───── Selected text ─────
Over time, experts offered several hypotheses as to what specific malfunction in Elvis’s body did him in. For instance, Dan Warlick later suggested that his excessive straining at the stool might have caused his internal organs to move in such a way as to cut off the circulation of blood to his heart. Thus, it was a very painful death and one not caused directly by drugs. In this sense, Elvis had died of a heart attack after all.
The Will
Back in March, Elvis had been thinking pointedly about his children both present and prospective when he worked out the details of his last will and testament. In the wee hours of the morning of March 3, his lawyer Beecher Smith had come over with the finished document for him to sign. Vernon was there for the signing. Ginger, Charlie Hodge, and the lawyer’s wife, Ann, witnessed Elvis’s signature. Legally, only two witnesses were required, neither of whom could be a beneficiary of the will. Charlie, then, could not have been a beneficiary, and neither could Elvis’s prospective wife, Ginger. The lawyer perhaps brought his own wife to ensure that they had at least one qualified witness readily available. Elvis himself must have decided that Ginger and Charlie would bot
h serve. He would like that—more “taking care of business,” Elvis style. The signers did not need to read the will, only attest to the legitimacy of the signature. The will was not read aloud. Billy Smith was there. He said it was all done in “six or seven minutes—hardly any time.”
Afterward, Elvis gave Billy a copy of the will and invited him to read it, but Billy put it away without reading it. A couple of nights later, Billy later recalled, Elvis got the will out and showed him one section on one page—a section on who got what. Billy did not remember the substance well. Two or three people would get $50,000; Grandma and five or six guys were mentioned; cars would go to some people like Aunt Delta.
Some people who were left out of Elvis’s will as filed in the county courthouse claimed that he had handwritten another will in which everyone was taken care of, as he had repeatedly promised. Some speculated that Vernon persuaded Elvis to make a new will, then dictated the contents to the lawyer himself, and Elvis signed the document without reading it. The substance of the will filed in the Shelby County Probate Court in Memphis after Elvis’s death could not have suited Vernon more perfectly, but no copy of the handwritten will has ever been discovered, and no clear and consistent memory of its contents has surfaced.
Elvis’s will as duly filed provided that his entire estate, divided into equal parts, would go to his “lawful” children. Lisa Marie was a lawful child. Each child would receive his or her inheritance when he or she reached the age of twenty-five. Vernon would be the administrator and also one of three trustees, along with Elvis’s accountant and a person named by his bank. Vernon himself would be supported out of the estate during his lifetime, and he was explicitly directed to take care of Minnie Mae for the rest of her life. Neither of them could be expected to tax the estate heavily. Vernon was in ill health (and would die in 1979); Minnie Mae was in her eighties (and would die in 1980). Vernon was to help other relatives only in the face of dire necessity. With Vernon in charge of the estate, that necessity would have to be dire indeed. Any of Elvis’s relatives in need of funds would do better begging with tin cups on the sidewalks of downtown Memphis.
───── Raw data ─────
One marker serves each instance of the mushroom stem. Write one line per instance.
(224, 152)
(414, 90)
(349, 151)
─────
Apply what you read.
- A) Answer from the Elvis passage:
(i) Who brought the finished will to Elvis for signing on March 3?
(ii) At what age would each child receive his or her inheritance?
(iii) In which court was the will filed after Elvis's death?
- B) Output the stretch of the Elvis passage that opens with the words containing "Afterward, Elvis gave" and closes with "like Aunt Delta.".
The data has no connection to the Elvis passage.

List of solutions.
- A)
(i) His lawyer, Beecher Smith.
(ii) Twenty-five.
(iii) The Shelby County Probate Court in Memphis.

- B)
Afterward, Elvis gave Billy a copy of the will and invited him to read it, but Billy put it away without reading it. A couple of nights later, Billy later recalled, Elvis got the will out and showed him one section on one page—a section on who got what. Billy did not remember the substance well. Two or three people would get $50,000; Grandma and five or six guys were mentioned; cars would go to some people like Aunt Delta.